TASK DESCRIPTION: Report each line of the listing that carries the word "Timed".

TASK INPUT section start

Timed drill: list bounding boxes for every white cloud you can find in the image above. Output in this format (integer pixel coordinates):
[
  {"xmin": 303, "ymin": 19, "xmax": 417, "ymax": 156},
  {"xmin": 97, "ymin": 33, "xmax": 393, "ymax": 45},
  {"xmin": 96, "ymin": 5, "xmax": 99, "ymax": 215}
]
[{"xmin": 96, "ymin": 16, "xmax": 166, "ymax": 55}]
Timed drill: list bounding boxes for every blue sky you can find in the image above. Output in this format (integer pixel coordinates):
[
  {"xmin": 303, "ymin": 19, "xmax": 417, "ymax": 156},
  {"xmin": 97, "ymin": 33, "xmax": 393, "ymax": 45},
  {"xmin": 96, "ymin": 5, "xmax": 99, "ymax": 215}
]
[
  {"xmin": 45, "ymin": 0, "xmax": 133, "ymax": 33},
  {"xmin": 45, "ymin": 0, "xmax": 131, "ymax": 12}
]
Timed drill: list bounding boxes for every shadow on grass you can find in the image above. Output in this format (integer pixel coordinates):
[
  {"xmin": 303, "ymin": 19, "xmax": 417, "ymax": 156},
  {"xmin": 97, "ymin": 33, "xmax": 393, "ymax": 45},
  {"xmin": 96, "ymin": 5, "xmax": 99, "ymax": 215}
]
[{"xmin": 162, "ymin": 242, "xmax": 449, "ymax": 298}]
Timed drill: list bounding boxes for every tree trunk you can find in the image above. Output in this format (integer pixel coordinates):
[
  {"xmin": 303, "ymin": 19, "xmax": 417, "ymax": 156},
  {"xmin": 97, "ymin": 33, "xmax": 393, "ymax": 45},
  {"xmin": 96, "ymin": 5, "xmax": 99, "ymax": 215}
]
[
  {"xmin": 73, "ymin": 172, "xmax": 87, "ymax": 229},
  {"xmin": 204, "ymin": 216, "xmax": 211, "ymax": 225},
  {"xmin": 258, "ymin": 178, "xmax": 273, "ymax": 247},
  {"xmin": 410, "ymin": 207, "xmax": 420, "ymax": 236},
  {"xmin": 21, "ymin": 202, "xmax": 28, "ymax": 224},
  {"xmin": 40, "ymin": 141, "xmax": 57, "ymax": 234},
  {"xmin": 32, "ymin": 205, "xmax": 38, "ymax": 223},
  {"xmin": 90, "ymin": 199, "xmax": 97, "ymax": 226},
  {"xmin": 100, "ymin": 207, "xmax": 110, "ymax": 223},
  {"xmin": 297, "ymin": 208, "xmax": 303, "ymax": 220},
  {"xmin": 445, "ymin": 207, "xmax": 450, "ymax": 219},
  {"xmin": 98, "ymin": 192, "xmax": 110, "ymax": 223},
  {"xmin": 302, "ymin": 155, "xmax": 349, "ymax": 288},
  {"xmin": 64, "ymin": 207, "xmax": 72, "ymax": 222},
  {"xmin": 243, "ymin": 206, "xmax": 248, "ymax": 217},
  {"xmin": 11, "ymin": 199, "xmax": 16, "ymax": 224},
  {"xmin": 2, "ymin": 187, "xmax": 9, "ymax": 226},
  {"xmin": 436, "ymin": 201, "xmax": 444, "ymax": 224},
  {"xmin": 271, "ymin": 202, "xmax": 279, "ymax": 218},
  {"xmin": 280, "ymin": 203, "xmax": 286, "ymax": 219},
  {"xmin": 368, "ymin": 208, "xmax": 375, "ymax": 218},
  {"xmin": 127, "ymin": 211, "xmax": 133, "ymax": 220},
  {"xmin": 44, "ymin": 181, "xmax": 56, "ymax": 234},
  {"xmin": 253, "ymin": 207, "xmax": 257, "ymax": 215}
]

TASK INPUT section end

WRITTEN SOLUTION:
Timed drill: list bounding boxes for every white cloud you can find in the image above. Output in this format (integer pixel coordinates):
Timed drill: list bounding boxes for every blue sky you can find in the image above. Output in this format (integer pixel coordinates):
Timed drill: list bounding boxes for every shadow on grass you can find in the image above. Output in this format (integer pixel coordinates):
Timed drill: list bounding boxes for every tree trunk you can find in the image above. Output in this format (integer pixel coordinates):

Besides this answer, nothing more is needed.